Image annotation data:
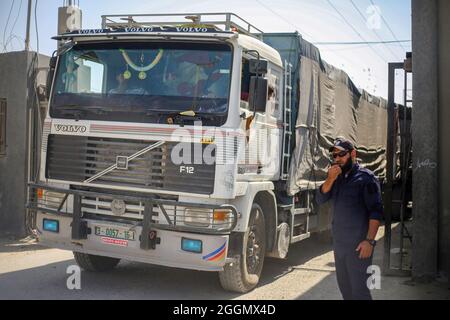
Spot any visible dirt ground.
[0,222,450,300]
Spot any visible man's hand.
[356,240,373,259]
[328,164,342,182]
[322,164,342,193]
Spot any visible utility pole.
[25,0,33,51]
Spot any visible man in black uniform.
[316,139,383,300]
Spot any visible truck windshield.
[50,42,232,125]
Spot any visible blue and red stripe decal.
[203,242,227,261]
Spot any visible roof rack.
[102,12,263,38]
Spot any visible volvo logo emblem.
[55,124,87,133]
[111,199,127,216]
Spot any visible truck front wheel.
[73,252,120,272]
[219,203,266,293]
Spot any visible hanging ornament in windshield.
[119,49,164,80]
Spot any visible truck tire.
[219,203,266,293]
[73,252,120,272]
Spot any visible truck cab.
[29,13,300,292]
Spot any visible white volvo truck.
[28,13,386,292]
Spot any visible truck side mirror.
[248,76,268,112]
[45,57,58,100]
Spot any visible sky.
[0,0,411,103]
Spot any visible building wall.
[412,0,450,279]
[438,0,450,275]
[0,52,49,236]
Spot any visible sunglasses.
[331,151,348,159]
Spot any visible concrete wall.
[0,52,49,237]
[412,0,450,279]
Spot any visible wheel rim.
[247,212,261,274]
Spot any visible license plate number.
[95,226,136,241]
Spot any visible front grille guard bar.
[27,183,238,245]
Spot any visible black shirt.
[316,164,383,250]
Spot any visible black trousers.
[334,248,372,300]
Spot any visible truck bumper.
[27,184,238,271]
[36,212,229,271]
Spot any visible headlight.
[184,208,233,229]
[184,208,213,227]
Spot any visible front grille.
[46,135,215,194]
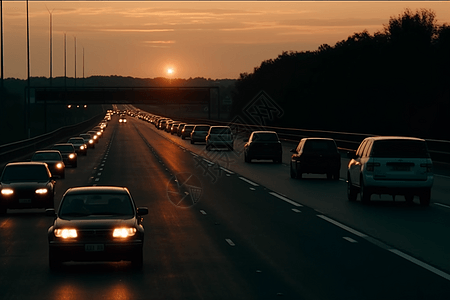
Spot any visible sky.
[3,0,450,79]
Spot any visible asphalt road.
[0,111,450,300]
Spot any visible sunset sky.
[3,1,450,79]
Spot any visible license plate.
[84,244,105,252]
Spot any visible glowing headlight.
[113,228,136,238]
[2,189,14,195]
[54,228,78,239]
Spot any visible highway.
[0,110,450,300]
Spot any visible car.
[181,124,195,140]
[80,133,95,149]
[176,123,186,136]
[290,137,341,180]
[67,136,88,156]
[347,136,434,206]
[31,150,66,179]
[205,126,234,151]
[0,162,56,214]
[52,143,78,168]
[191,124,211,144]
[244,130,283,164]
[46,186,148,270]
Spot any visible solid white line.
[434,202,450,208]
[220,167,234,174]
[342,236,357,243]
[317,215,367,238]
[225,239,236,246]
[269,192,303,207]
[239,177,259,186]
[389,249,450,280]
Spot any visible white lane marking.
[220,167,234,174]
[389,249,450,280]
[342,236,357,243]
[239,177,259,186]
[225,239,236,246]
[317,215,367,238]
[269,192,303,207]
[434,202,450,208]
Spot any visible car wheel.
[290,163,297,178]
[419,189,431,206]
[359,178,371,203]
[131,248,144,270]
[347,174,358,201]
[48,249,62,271]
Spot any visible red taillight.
[420,164,433,173]
[366,163,380,172]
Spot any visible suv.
[206,126,233,151]
[347,136,434,206]
[290,138,341,180]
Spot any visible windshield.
[2,165,49,182]
[59,194,133,217]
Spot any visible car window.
[372,140,430,158]
[59,194,133,217]
[303,140,337,153]
[209,127,231,134]
[2,165,49,182]
[252,132,278,141]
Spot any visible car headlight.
[2,189,14,196]
[113,227,136,238]
[54,228,78,239]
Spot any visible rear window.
[194,126,210,131]
[252,132,278,141]
[303,140,337,153]
[2,165,48,182]
[371,140,430,158]
[209,127,231,134]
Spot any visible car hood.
[54,216,136,229]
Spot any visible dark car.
[31,150,66,178]
[181,124,195,140]
[46,186,148,269]
[0,162,55,214]
[52,143,78,168]
[191,124,211,144]
[67,136,88,156]
[244,131,283,164]
[290,138,341,180]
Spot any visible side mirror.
[45,208,56,217]
[136,207,148,216]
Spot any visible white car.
[347,136,434,206]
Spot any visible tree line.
[233,9,450,139]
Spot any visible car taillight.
[366,163,380,172]
[420,163,433,173]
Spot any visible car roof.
[64,186,128,195]
[366,135,425,141]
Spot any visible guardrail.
[0,113,105,163]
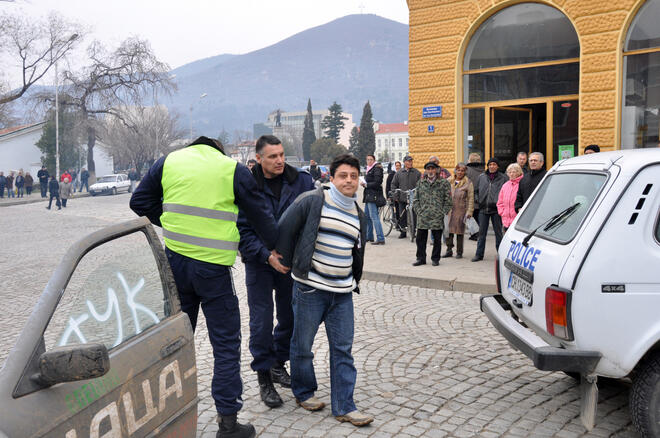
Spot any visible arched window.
[463,3,580,103]
[621,0,660,149]
[462,2,580,166]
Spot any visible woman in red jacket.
[497,163,523,232]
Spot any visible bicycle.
[380,189,415,242]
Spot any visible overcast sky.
[0,0,408,89]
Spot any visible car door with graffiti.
[0,218,198,438]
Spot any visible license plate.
[509,272,532,306]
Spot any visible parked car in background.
[0,218,198,438]
[89,173,131,196]
[481,148,660,437]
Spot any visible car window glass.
[516,173,607,243]
[44,232,171,349]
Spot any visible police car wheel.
[630,352,660,437]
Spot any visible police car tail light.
[495,256,502,295]
[545,286,573,341]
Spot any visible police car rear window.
[516,172,607,243]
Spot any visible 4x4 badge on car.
[600,284,626,294]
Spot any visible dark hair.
[256,135,282,154]
[330,154,360,177]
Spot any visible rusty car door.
[0,218,198,438]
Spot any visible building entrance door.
[490,106,533,170]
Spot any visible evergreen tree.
[321,102,347,143]
[303,99,316,161]
[357,101,376,163]
[310,138,348,163]
[348,126,360,157]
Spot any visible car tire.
[630,352,660,437]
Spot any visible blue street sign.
[422,106,442,119]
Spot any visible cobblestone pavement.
[0,195,637,438]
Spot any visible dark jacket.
[514,169,547,213]
[48,179,60,196]
[478,172,508,214]
[392,167,422,203]
[466,163,484,202]
[277,187,367,292]
[385,171,396,198]
[37,169,50,183]
[238,164,314,264]
[309,164,321,181]
[362,163,383,204]
[129,137,277,253]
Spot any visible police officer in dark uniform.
[238,135,314,408]
[130,137,278,438]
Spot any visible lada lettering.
[506,240,541,271]
[65,360,188,438]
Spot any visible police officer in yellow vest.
[130,137,279,438]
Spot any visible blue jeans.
[364,202,385,242]
[291,281,357,416]
[165,248,243,415]
[475,210,502,258]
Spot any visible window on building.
[621,0,660,149]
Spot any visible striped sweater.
[292,190,360,293]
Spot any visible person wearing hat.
[392,155,422,239]
[472,157,507,262]
[413,161,452,266]
[584,144,600,155]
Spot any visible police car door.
[0,218,197,438]
[499,166,614,338]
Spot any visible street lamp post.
[190,93,206,141]
[55,33,78,181]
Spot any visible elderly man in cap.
[472,157,507,262]
[392,155,422,239]
[413,161,452,266]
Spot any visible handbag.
[465,216,479,235]
[376,192,387,208]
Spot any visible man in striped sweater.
[277,154,374,426]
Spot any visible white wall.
[0,124,42,175]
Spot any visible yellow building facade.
[408,0,660,168]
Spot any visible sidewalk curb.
[362,271,497,295]
[0,192,90,207]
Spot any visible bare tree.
[98,105,185,174]
[38,38,176,181]
[0,13,82,106]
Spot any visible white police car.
[481,149,660,436]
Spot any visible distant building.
[0,122,114,177]
[253,110,355,156]
[374,122,409,161]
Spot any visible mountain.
[168,14,408,136]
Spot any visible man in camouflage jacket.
[413,161,452,266]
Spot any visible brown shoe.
[335,410,374,427]
[296,397,325,412]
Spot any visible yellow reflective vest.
[160,144,240,266]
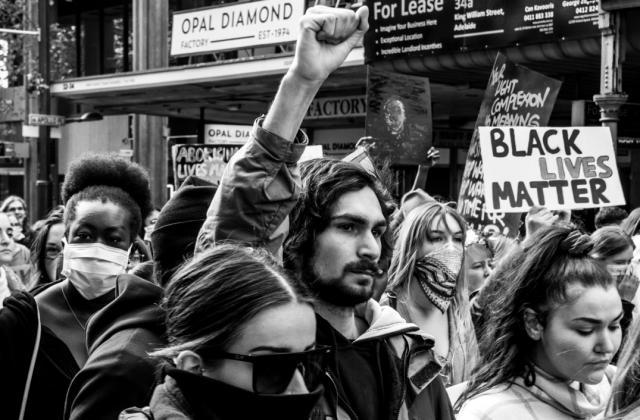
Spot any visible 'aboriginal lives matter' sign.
[458,54,561,237]
[479,127,625,212]
[171,0,306,56]
[171,144,242,189]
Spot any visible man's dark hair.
[284,158,395,278]
[594,207,629,229]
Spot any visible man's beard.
[302,259,383,307]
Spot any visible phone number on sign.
[258,28,291,39]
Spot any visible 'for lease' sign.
[171,0,306,56]
[479,127,625,212]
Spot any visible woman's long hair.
[387,201,477,377]
[456,226,614,409]
[607,319,640,420]
[620,207,640,237]
[152,244,312,360]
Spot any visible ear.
[522,308,543,341]
[174,350,202,375]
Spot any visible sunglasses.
[205,347,332,394]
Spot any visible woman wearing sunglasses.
[121,245,328,420]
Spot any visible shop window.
[50,0,133,80]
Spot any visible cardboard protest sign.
[479,127,625,212]
[458,54,561,237]
[366,67,432,165]
[171,144,242,189]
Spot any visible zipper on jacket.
[327,372,358,420]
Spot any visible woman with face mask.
[121,245,329,420]
[590,226,640,352]
[383,202,477,385]
[25,155,151,419]
[30,206,64,288]
[450,226,623,420]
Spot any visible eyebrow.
[329,213,387,227]
[573,311,624,325]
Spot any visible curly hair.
[30,206,64,287]
[456,226,614,409]
[284,159,395,277]
[62,154,153,237]
[591,226,636,260]
[387,201,478,379]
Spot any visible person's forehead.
[331,187,385,223]
[555,283,622,322]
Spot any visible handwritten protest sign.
[458,54,561,237]
[479,127,625,212]
[366,67,432,165]
[171,144,242,189]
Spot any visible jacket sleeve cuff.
[253,116,309,165]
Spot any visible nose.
[358,231,382,261]
[483,261,493,278]
[284,369,309,394]
[595,329,621,355]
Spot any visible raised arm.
[196,6,369,254]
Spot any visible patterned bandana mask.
[414,243,463,313]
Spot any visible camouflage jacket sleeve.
[196,118,308,255]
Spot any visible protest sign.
[171,144,242,189]
[366,67,432,165]
[458,54,561,237]
[479,127,625,212]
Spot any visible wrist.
[282,67,326,96]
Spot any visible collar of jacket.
[354,299,442,394]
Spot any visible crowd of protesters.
[0,6,640,420]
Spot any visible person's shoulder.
[456,384,538,420]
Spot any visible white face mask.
[62,242,131,300]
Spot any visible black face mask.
[167,369,324,420]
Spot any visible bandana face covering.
[414,243,463,313]
[607,261,640,302]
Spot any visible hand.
[289,6,369,85]
[524,207,558,238]
[426,146,440,168]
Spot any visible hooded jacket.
[65,274,166,420]
[312,299,454,420]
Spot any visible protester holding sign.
[450,226,623,420]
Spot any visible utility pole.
[35,0,58,219]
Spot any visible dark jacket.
[316,299,455,420]
[0,291,39,420]
[64,274,166,420]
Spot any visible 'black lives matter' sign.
[171,144,242,189]
[479,127,625,212]
[458,54,561,237]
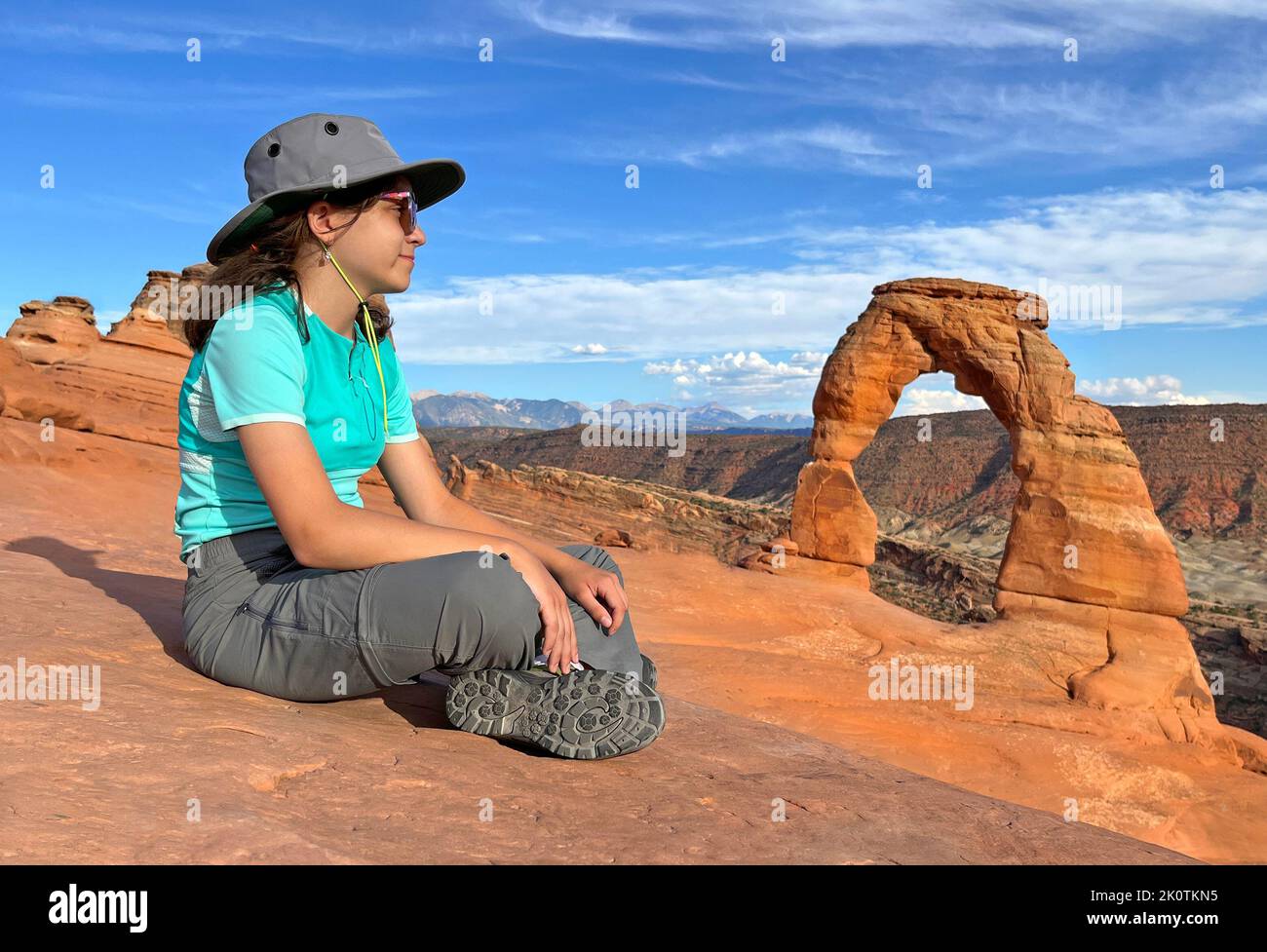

> [What you are asked to do]:
Starting with the line "Spot any visible handwritten protest sign." and going on through the end of the items, rewrite each line with "jacket" changed to "coat" and everything else left as it is. Leave the pictures out of your answer.

> [Task response]:
Spot any visible handwritten protest sign.
[458,54,561,237]
[479,127,625,212]
[366,67,432,165]
[171,144,242,189]
Spot any visible coat sleeve cuff.
[253,116,309,165]
Spot any visible nose.
[358,231,382,261]
[483,261,493,278]
[284,369,309,394]
[595,329,621,355]
Spot any visible raised arm.
[196,6,369,254]
Spot any visible patterned bandana mask.
[414,243,463,313]
Spot any visible camouflage coat sleeve.
[196,118,308,255]
Spot any visible protest sign.
[171,144,242,189]
[366,67,432,165]
[458,54,561,237]
[479,127,625,212]
Spot any visible wrist.
[282,67,326,96]
Spot any visible collar of coat.
[354,299,442,394]
Spot any visible crowd of protesters.
[0,6,640,420]
Spot any visible person's shoulder.
[456,384,538,420]
Spot any visible white face mask.
[62,242,131,300]
Spot any visible black face mask.
[167,369,324,420]
Spot any visible bandana face covering.
[414,243,463,313]
[607,261,640,302]
Spot any visible hand.
[289,6,369,85]
[524,207,558,238]
[426,146,440,168]
Spot any visible hooded coat.
[65,274,166,420]
[312,299,454,420]
Spot any visible protester holding sign.
[450,226,623,420]
Spot any visible utility pole.
[35,0,58,219]
Spot any visible dark coat.
[316,299,455,420]
[0,291,39,420]
[64,274,166,420]
Spot any visible 'black lives matter' sign.
[171,144,242,189]
[479,127,625,212]
[458,54,561,237]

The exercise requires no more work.